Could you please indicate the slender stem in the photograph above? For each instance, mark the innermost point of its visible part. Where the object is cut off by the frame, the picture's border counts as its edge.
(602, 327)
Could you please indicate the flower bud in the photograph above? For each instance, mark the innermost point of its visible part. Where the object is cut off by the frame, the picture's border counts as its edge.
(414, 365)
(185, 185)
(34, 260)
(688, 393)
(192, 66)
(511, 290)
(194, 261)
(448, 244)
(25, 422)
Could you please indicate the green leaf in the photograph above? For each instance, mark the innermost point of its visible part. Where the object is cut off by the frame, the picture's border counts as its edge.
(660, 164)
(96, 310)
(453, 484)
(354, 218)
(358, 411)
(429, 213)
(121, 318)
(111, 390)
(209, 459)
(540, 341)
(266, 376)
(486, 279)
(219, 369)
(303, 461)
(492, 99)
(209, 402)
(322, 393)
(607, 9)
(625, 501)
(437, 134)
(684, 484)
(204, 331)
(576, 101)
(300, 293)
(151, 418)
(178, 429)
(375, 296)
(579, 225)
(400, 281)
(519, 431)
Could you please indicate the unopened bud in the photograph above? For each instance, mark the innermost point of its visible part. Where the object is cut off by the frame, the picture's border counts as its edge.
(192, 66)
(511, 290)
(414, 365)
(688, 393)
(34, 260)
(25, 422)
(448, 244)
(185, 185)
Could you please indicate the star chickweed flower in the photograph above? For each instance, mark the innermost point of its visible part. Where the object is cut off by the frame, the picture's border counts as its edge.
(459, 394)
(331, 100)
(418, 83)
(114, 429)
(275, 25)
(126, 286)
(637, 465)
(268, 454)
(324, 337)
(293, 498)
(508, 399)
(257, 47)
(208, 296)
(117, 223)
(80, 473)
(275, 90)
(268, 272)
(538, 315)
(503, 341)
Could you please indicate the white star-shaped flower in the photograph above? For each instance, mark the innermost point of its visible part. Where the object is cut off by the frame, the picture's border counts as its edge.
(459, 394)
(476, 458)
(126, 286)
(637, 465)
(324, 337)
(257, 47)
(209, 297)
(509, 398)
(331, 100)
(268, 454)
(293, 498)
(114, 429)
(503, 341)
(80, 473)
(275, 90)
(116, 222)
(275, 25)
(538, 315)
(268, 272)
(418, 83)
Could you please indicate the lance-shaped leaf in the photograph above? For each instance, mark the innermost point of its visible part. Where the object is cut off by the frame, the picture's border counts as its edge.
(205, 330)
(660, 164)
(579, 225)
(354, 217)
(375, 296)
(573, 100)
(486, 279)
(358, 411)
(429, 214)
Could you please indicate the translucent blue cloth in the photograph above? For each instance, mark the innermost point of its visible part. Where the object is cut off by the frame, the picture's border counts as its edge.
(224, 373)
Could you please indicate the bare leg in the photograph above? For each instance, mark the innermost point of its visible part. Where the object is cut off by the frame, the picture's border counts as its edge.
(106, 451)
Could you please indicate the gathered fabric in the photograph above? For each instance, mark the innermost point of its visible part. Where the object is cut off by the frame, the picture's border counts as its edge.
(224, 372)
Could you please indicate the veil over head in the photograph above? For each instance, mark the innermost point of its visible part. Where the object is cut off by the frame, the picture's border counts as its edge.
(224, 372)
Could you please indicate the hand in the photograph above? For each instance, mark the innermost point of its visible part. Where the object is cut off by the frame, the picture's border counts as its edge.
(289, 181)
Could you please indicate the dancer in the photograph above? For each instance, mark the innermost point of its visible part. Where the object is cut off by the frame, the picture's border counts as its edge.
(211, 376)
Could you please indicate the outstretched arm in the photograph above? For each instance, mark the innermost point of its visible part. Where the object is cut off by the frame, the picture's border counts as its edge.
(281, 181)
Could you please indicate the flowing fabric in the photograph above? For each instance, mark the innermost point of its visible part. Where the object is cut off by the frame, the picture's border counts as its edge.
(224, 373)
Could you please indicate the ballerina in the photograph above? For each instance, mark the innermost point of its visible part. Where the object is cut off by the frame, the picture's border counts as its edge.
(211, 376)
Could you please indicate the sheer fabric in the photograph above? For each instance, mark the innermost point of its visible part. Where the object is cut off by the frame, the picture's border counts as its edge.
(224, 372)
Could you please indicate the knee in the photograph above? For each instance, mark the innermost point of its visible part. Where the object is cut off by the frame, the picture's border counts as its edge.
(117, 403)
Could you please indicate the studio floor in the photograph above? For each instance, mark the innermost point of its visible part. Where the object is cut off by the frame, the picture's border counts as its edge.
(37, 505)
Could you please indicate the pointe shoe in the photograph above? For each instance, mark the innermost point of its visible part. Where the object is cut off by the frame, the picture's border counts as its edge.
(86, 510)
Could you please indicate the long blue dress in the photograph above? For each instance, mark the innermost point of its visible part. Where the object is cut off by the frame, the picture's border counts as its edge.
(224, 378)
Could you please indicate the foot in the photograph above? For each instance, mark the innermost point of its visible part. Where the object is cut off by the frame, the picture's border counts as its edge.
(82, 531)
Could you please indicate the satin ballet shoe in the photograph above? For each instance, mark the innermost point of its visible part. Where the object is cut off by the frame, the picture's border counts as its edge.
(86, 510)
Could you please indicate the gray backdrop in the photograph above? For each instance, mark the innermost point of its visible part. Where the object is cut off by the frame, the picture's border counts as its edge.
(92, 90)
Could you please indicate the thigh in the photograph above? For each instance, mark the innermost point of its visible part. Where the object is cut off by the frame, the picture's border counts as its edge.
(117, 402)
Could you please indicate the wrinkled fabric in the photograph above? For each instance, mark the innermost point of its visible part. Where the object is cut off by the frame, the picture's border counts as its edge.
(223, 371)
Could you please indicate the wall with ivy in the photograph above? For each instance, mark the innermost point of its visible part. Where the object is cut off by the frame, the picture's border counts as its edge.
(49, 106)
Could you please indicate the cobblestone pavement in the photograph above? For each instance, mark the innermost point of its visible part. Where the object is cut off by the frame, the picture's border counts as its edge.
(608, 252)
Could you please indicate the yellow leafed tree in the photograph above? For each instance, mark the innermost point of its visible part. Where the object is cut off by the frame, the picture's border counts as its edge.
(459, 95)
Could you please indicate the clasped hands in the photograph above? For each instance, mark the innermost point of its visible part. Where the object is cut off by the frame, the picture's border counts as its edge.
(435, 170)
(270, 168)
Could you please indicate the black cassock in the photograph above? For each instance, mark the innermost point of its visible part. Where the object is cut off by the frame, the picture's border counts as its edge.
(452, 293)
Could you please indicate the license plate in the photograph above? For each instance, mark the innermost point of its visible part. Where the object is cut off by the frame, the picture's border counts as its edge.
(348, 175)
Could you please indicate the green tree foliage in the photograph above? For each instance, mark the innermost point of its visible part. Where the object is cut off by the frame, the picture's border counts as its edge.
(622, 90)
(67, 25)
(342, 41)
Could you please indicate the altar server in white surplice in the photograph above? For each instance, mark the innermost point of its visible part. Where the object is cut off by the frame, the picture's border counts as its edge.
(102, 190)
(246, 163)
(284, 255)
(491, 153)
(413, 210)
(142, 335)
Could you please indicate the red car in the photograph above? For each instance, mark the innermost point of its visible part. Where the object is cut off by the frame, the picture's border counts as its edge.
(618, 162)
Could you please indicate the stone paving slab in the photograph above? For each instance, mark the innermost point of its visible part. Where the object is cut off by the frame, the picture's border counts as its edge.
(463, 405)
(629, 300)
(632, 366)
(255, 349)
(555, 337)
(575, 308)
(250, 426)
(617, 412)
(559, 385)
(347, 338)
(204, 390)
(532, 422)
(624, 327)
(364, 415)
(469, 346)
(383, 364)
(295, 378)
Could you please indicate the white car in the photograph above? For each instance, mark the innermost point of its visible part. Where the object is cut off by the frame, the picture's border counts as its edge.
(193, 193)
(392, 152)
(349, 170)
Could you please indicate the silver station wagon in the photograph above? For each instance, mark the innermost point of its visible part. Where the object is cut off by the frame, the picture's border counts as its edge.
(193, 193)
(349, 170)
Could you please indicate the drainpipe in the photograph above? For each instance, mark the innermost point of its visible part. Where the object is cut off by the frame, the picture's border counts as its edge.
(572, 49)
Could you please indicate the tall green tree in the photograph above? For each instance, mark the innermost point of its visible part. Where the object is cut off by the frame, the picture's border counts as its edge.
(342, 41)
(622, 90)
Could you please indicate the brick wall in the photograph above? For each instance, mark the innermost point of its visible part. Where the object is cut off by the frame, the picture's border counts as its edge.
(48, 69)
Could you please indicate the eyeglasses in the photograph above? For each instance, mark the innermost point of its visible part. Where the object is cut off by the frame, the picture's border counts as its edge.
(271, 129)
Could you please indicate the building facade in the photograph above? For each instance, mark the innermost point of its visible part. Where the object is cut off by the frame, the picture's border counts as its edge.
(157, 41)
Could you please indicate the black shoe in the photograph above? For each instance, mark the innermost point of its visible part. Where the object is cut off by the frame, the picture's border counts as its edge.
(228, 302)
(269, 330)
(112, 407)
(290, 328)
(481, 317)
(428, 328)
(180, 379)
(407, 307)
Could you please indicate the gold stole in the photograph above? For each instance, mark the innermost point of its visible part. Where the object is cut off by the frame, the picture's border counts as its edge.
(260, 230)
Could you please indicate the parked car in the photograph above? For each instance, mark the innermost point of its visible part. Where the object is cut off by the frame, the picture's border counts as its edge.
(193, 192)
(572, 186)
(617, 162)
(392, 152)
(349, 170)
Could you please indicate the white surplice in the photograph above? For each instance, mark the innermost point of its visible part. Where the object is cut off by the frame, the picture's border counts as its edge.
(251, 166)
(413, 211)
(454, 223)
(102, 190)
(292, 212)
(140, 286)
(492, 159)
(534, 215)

* * * * * * * * *

Short problem: Only the lines from the one containing "Could you please indicate the eyeglasses" to the end of the data should be printed, exactly as they stand.

The output:
Could you please indicate the eyeglasses in the photograph above? For each instance, mark the innermost point of its visible part. Where the object is cut off by the frame, the picture's border counts as its edge.
(271, 129)
Could you please indicate the building facade in the photograph above? For each instance, mark the innermost point of its visible part. Where the object is cut off by the frame, the picture's border counts as its edge.
(157, 41)
Could you please indicate the black shoe in the photograph above? For each instance, mark the innermost point of its visible part. Where the object is cut off by the frame, the picture's border counts as its edge.
(228, 302)
(269, 330)
(112, 407)
(290, 328)
(481, 317)
(428, 328)
(180, 379)
(407, 307)
Could you please indicate the gold stole in the photograph above? For each instance, mark the innermost point of its visible part. Where the object is cut off by the frame, the picture's border counts as its edge.
(260, 230)
Could you please indicate the parked car in the photograph above? For each instance, mark the innermost point of its visible part. Where the object is cut off by the frame, the picture's border counts as its edge.
(193, 192)
(572, 186)
(617, 162)
(392, 152)
(349, 170)
Could you please indicate the white surplice in the photograph above? For each instance, mark the innermost point of its visible part. Where the object is cut off by the frame, the picture's border counts as its edge.
(251, 166)
(413, 211)
(454, 223)
(102, 190)
(292, 212)
(140, 286)
(492, 159)
(534, 215)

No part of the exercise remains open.